» **Text segment**:
------------------------------------------------------------

The second step to preparing our data for analysis was to join our data sets (temperature, land cover, and income) using a left join on the common “year” column. This was done to create a unified data frame to analyze. This joined data frame was then analyzed to answer our question: Does decreased tree canopy contribute to increased urban temperatures and correlate with median income? To answer this question, we tested both hypotheses in the following manner: we used a Pearson correlation test to examine the correlation between tree canopy and mean annual temperature in Los Angeles, and we also used the correlation function to test the correlation between tree canopy and mean annual income in Los Angeles. To bolster our statistical tests, we also explored the relationships between our variables by creating visualizations that show trends in temperature and tree canopy loss over the project’s temporal span. To compare tree canopy cover loss with temperature changes, we disaggregated the temperature data by two locations: one urban and one rural, to see if the UHI effects are more severe in urban environments. This would support Hypothesis A. 

These methods helped us answer our question by revealing potential relationships between tree canopy, mean annual temperature, and income. This allowed us to draw conclusions about the extent of the UHI effect in urban and rural areas of Los Angeles and to relate temperature trends to the loss of tree canopy cover over time. Moreover, the results incorporating the analysis of income trends are inconclusive, as shown in the following section.

RESULTS

This study found that as the tree canopy decreases, the mean annual temperature increases, and found no relationship between tree canopy and median income. To test Hypothesis A, as the tree canopy decreases, the mean annual temperature is expected to increase due to the urban heat island effect, we first compared urban and suburban temperature data from downtown Los Angeles and the Malibu Hills, respectively. This comparison revealed a stark contrast between suburban and urban temperatures across the twenty-year time series from 2003 to 2023. Consistently throughout this time series, the Malibu Hills temperature records were lower than those for downtown Los Angeles, as summarized in Figure 1 below. 

library(here)
library(dplyr)
library(readr)
library(ggplot2)
library(lubridate)
library(tidyverse)
library(plotly)
temp_data1<-read_csv(here("data/2003-2005 Temperature Data(in).csv"))
temp_data2<-read_csv(here("data/2006-2012 Temperature Data(in).csv"))
temp_data3<-read_csv(here("data/2013-2019 Temperature Data(in).csv"))
temp_data4<-read_csv(here("data/2020-2023 Temperature Data(in).csv"))
temperature_data<-bind_rows(temp_data1, temp_data2, temp_data3, temp_data4)%>%
  rename('Year'='DATE')%>%
  select(-STATION)%>%
  na.omit()

temperature_data$Year <- as.numeric(temperature_data$Year)

str(temperature_data$Year)
 num [1:745] 2003 2004 2005 2003 2004 ...
downtown_stations <- c("LOS ANGELES DOWNTOWN USC, CA US", "MALIBU HILLS CALIFORNIA, CA US")
temperature_data_filtered <- temperature_data %>%
  filter(NAME %in% downtown_stations)

------------------------------------------------------------

» **Record list**:
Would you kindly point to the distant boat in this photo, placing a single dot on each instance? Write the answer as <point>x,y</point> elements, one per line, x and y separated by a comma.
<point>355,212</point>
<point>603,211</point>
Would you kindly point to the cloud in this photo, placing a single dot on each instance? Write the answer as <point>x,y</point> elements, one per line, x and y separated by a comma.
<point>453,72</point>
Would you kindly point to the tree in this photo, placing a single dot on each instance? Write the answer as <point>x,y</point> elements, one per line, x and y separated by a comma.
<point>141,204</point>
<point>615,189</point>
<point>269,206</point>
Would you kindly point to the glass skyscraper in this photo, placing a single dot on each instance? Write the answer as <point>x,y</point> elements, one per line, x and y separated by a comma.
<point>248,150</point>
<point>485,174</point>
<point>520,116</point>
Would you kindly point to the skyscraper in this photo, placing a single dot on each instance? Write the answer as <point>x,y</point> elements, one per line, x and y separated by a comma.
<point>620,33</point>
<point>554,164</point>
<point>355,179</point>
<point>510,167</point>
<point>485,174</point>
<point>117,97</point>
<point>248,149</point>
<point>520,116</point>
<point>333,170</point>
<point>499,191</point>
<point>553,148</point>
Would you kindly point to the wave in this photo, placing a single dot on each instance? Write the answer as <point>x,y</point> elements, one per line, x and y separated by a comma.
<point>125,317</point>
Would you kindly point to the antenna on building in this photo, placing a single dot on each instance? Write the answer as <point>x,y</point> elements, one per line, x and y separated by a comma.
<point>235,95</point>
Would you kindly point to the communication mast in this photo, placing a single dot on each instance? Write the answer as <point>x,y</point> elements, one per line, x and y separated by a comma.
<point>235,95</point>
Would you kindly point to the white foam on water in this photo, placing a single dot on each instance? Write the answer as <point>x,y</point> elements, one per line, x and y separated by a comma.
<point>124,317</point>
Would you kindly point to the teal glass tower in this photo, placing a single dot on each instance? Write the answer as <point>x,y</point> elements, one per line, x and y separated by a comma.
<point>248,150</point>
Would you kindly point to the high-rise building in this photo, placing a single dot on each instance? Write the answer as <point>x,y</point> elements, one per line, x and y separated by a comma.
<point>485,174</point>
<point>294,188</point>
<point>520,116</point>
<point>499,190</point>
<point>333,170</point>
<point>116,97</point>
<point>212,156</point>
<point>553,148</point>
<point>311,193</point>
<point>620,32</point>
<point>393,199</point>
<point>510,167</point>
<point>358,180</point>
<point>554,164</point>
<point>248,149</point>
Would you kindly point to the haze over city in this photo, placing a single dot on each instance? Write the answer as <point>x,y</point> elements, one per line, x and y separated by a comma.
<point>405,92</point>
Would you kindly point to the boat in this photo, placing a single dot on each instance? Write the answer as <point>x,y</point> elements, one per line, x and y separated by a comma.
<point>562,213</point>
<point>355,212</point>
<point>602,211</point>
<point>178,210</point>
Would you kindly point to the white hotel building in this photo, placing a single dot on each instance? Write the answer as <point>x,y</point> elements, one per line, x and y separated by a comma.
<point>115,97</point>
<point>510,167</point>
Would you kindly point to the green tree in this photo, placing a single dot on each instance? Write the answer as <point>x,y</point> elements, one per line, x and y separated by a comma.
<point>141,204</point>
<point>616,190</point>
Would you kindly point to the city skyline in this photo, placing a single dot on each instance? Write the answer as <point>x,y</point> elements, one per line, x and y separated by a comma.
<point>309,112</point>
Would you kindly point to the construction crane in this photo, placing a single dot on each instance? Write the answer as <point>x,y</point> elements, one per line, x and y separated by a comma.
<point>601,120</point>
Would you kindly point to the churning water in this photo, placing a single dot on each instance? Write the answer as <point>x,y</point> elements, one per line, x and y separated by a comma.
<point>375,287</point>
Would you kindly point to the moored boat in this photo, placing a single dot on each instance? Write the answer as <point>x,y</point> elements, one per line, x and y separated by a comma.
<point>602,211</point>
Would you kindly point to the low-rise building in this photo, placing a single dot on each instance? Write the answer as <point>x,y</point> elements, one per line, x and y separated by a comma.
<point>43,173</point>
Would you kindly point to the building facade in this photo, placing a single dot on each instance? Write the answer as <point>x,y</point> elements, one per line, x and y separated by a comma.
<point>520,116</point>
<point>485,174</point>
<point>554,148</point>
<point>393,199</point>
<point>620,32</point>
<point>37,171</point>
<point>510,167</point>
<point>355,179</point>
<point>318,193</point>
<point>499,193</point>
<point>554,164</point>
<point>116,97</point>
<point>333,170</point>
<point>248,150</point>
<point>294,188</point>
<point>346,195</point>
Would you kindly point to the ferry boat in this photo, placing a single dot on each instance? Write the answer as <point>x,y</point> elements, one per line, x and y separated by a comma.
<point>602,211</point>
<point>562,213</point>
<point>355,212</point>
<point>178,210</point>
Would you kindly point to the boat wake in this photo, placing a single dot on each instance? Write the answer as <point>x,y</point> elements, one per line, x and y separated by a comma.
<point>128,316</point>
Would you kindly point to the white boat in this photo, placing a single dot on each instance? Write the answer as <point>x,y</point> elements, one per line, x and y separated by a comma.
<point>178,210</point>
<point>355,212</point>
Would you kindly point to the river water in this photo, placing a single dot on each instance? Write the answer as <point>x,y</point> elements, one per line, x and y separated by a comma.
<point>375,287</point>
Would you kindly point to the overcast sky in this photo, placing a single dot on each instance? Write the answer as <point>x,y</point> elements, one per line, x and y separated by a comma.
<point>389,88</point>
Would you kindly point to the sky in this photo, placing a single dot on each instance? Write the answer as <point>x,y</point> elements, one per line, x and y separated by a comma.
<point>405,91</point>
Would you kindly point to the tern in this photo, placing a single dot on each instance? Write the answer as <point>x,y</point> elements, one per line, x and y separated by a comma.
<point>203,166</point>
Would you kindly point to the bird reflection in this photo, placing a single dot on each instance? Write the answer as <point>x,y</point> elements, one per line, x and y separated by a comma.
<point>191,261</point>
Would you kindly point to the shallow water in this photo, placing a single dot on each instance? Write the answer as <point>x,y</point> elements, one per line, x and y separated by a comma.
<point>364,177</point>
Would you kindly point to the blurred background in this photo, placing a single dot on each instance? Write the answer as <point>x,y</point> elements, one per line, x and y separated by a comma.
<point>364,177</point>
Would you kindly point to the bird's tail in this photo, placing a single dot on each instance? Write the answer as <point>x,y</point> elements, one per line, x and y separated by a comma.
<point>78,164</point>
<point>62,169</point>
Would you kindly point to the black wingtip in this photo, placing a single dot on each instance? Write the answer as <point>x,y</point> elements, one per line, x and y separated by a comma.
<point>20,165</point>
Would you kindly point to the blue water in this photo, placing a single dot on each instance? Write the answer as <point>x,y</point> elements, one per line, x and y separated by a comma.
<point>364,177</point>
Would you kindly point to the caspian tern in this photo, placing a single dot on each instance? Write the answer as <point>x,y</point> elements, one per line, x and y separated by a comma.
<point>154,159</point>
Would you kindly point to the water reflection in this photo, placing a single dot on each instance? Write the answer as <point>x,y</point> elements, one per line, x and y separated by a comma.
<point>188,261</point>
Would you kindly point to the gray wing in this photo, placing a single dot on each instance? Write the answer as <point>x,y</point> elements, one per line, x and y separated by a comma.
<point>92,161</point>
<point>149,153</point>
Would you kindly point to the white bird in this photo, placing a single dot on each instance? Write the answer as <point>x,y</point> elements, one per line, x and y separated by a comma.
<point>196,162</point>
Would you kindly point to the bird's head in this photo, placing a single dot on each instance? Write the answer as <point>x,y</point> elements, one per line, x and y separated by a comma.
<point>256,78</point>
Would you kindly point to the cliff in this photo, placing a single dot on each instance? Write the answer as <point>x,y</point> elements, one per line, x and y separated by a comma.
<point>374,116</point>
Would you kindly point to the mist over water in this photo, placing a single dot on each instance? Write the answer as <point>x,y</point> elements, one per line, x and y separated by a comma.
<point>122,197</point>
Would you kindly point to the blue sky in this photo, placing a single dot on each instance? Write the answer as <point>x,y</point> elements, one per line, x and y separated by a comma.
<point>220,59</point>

------------------------------------------------------------

» **Requirements**:
1. In the tree canopy study, which two places supplied the urban and suburban temperature data that were compared?
2. Pick up the tree canopy study right after its last line and keep writing.
The rows have nothing to do with the tree canopy study.

» **Expected results**:
1. Downtown Los Angeles and the Malibu Hills.

2.
station_labels<- c("LOS ANGELES DOWNTOWN USC, CA US"="Downtown LA","MALIBU HILLS CALIFORNIA, CA US"='Malibu Hills' )

Temperature_plot <- ggplot(temperature_data_filtered, aes(x = Year, y = TAVG, color = NAME)) +
  geom_line() +
  scale_x_continuous(
    breaks = seq(2003, 2023, by = 4), 
    labels = seq(2003, 2023, by = 4)) + 
  scale_color_manual(values = c("dodgerblue", "firebrick"), labels = station_labels) +
  labs(
    title = "Average Temperature in Los Angeles Downtown Stations",
    x = "Year",
    y = "Temperature (°F)"
  ) +
  theme_minimal(base_size = 14)

ggplotly(Temperature_plot)
Source: Article Notebook

Figure 1: Yearly average temperature (degrees Fahrenheit) for USGS weather stations in downtown Los Angeles (blue line) and one within the Malibu Hills area (red line). The data ranges from 2003 to 2023 recording trends of increased temperature spikes in Downtown in the years of 2006, 2008, 2015, and 2016. The Malibu Hills station recorded lower spikes in temperature during similar years.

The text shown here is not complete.